◆ Problem statement:
Using the agreement text below, decide whether each statement agrees with it, answering yes or no and quoting the deciding words. 1. Completion happens three Business Days after the conditions are fulfilled unless a later date is agreed. 2. Upon Completion, the Target will become a wholly-owned subsidiary of the Company. 3. The Vendor may waive conditions (5) and (6).

◆ Document text:
Except the Purchasers can waive all or any of the conditions (5) and (6) above, none of the

above conditions are capable to be waived. If the conditions above have not been satisfied or

waived (as appropriate) at or before 4:00 p.m. on 30 September 2010, or such later date as the

Purchasers and the Vendor may agree in writing, the Agreement shall cease and determine,

and thereafter neither party to the Agreement shall have any obligations and liabilities towards

each other thereunder save for any antecedent breaches of the terms thereof.


Completion


Completion shall take place at 4:00 p.m. on the date falling three Business Days after the

fulfilment of the conditions or such later date as may be agreed among the Purchasers and the

Vendor.


Upon Completion, the Target will become a non wholly-owned subsidiary of the Company.


Undertakings


Under the Agreement, various undertakings and guarantees have been provided by the Vendor,

the Warrantors, Easyrich and/or Mr. Poon as follows:


(1)   Easyrich and Mr. Poon shall be responsible for the entire capital injection of the PRC

      Company (in proportion to their respective shareholdings in the Target from time to

      time) in relation to the oil increment project to be conducted on the Oilfield pursuant to

      the Service Agreement;


(2)   Easyrich and Mr. Poon shall also be responsible for the entire capital injection of the

      PRC Company (in proportion to their respective shareholdings in the Target from time

      to time) in relation to the oil increment project to be conducted on the New Oilfield

      pursuant to the New Service Agreement;


(3)   the capital injection to be made by Easyrich and Mr. Poon pursuant to paragraphs (1)

◆ Data provided:

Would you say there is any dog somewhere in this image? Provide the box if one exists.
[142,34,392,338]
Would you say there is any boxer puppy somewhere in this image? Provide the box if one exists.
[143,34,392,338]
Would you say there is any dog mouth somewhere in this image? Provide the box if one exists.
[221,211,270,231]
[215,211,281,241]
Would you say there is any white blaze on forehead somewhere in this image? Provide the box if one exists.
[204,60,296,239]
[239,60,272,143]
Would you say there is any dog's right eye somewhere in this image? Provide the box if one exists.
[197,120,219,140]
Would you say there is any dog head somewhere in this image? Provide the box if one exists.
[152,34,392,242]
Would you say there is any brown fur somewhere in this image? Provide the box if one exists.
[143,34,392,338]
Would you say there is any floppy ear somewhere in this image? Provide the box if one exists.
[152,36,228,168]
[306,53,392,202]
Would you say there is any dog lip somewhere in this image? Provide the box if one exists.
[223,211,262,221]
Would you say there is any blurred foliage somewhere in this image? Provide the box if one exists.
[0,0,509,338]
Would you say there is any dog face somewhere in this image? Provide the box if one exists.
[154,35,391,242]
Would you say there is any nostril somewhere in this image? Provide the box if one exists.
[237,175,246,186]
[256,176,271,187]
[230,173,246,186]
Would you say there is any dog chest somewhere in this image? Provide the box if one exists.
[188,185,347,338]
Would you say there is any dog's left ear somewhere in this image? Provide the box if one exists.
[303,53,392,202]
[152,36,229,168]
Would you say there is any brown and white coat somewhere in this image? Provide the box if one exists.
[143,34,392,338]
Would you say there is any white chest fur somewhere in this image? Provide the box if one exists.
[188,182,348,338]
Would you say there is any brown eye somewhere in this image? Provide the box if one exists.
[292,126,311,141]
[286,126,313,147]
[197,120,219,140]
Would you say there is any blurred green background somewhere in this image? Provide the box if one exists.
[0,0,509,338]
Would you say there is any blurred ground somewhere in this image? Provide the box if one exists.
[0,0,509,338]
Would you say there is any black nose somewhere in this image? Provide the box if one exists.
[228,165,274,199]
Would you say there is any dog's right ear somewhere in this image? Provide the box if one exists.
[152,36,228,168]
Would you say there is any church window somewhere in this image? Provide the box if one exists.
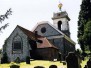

◆ Finished task:
1. Yes: "Completion shall take place at 4:00 p.m. on the date falling three Business Days after the fulfilment of the conditions or such later date as may be agreed among the Purchasers and the Vendor."
2. No: "Upon Completion, the Target will become a non wholly-owned subsidiary of the Company."
3. No: "Except the Purchasers can waive all or any of the conditions (5) and (6) above, none of the above conditions are capable to be waived."